> TAREFA
Como você continuaria o texto sobre a desindustrialização brasileira a partir do ponto em que ele termina?

> TRECHO DO TEXTO
Desde 1985 o país passou pela inflação alta, dívida externa, recessão do governo Collor, a valorização cambial e a armadilha dos juros altos criada por FHC, crises internacionais e incapacidade dos governos do PT de modificar a tendência de declínio das manufaturas.
Recentemente, Edmar Bacha, membro da entourage de Fernando Henrique Cardoso na época do Plano Real, escreveu no Valor Econômico que nosso caso não foi o de uma desindustrialização precoce. Aliás, segundo ele, a parcela da indústria no PIB da OECD era 14,3% em 1995 e caiu para apenas 13,8% em 2022, uma medida (0,5pp) dez vezes menor do que a brasileira (5pp) que caiu de 14,5% a 9,3% no mesmo período. Daí segue-se um argumento estatístico de zero significado histórico:
“Calculamos que para cada 1pp de desindustrialização na OECD ocorre uma desindustrialização de 1,6pp no Brasil”. Portanto, a desindustrialização de 0,5 pontos percentuais da OECD “consegue explicar apenas 0,8pp da desindustrialização brasileira”.
Essa correlação é arbitrária na medida em que exclui as diferenças entre o centro e o Brasil, país continental, de amplo mercado interno potencial (com milhões de consumidores excluídos em 1995), de renda per capita menor que a europeia, situado na periferia da economia mundo e submetido a uma política econômica que desde 1990 desestimula a indústria com abertura comercial e privatizações de setores estratégicos que geravam encomendas nacionais.

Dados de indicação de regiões
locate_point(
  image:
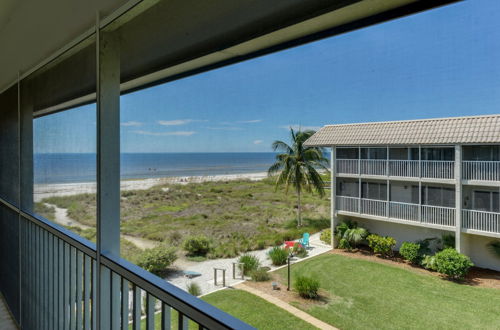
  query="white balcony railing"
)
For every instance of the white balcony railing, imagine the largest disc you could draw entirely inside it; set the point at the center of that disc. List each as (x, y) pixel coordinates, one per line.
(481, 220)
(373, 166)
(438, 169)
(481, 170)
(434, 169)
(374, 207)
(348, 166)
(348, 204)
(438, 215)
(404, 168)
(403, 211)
--
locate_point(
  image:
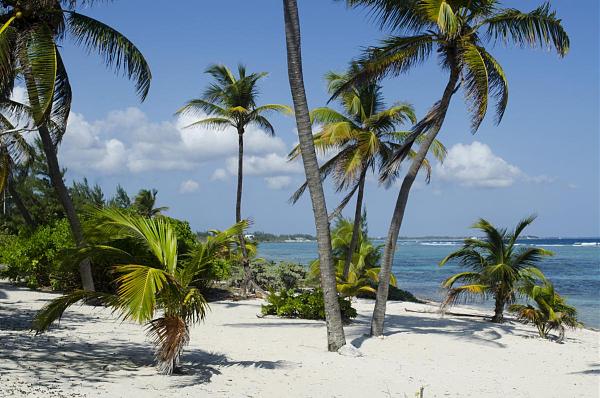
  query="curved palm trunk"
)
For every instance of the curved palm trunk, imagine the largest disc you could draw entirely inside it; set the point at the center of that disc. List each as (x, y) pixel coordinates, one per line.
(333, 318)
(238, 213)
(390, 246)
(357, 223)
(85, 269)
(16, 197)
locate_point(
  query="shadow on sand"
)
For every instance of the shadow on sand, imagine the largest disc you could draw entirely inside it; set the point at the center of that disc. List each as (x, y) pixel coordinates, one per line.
* * *
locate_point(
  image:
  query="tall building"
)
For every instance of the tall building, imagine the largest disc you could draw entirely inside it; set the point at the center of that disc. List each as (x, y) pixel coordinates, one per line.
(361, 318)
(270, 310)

> RESULTADO
Bacha aplica o mesmo raciocínio para mostrar que a doença holandesa não explica a maior parte da desindustrialização. O termo se refere à descoberta de gás natural na Holanda: as receitas de exportações de produtos primários valoriza a moeda local face ao dólar e reduz os preços dos produtos importados e dificulta as exportações dos manufaturados domésticos. Luiz Nassif desmontou o absurdo de se usar os termos de troca (índices de preços de importações e exportações) para comparar o intercâmbio de um país agroexportador com países exportadores de manufaturados e serviços avançados³.
No Plano Real o juro alto serviu para atrair moeda estrangeira, manter o dólar barato e o Real valorizado. Taxa de juros e câmbio podem explicar muito mais a desindustrialização, embora haja vários fatores que apenas a exposição do processo histórico pode desvendar.
O famoso custo do trabalho foi outra das armas exibidas pelos neoliberais. A ideia é que ao incrementar a diferença entre o que a força de trabalho produz e o que ela custa aumentaria a produtividade. Todavia, esse “custo” vem sendo reduzido por salários baixos e perda de direitos trabalhistas desde a implantação da Ditadura de 1964 e nada disso melhorou a “produtividade” da indústria. Portanto, o custo para se obter o capital, dentre outros fatores, pode explicar mais a falta de investimento na indústria.
Mas em geral não se diz que os juros altos no Brasil são bons, mas sim um amargo remédio necessário. A lógica neoliberal é que se o governo tem déficit fiscal ele precisa emitir título para completar o orçamento, e se faz isso precisa pagar juros. As mega-privatizações, décadas de juros altos, lei de responsabilidade fiscal, teto de gastos e novo arcabouço fiscal não serviram para acabar com a dependência do remédio.
A proposição de Bacha se enquadra no argumento político, com vestimenta técnica, de que a apreciação cambial melhorou o parque produtivo nacional com máquinas importadas; que é cabível a comparação com países muito mais desenvolvidos que o Brasil e que tiveram alguma desindustrialização; e, por fim, que a indústria não precisa ser o carro-chefe do desenvolvimento. Política – ideologia econômica – guerra formam um continuum.
Notas:
1. Cf. Anuário Estatístico do Estado de São Paulo, 2002.
2. Morceiro, P. C. “Influência metodológica na desindustrialização brasileira”, Revista de Economia Política, v. 41, n. 4, 2021.
3. Nassif, L. “Bacha e a miséria da economia”, GGN, 18-7-2024.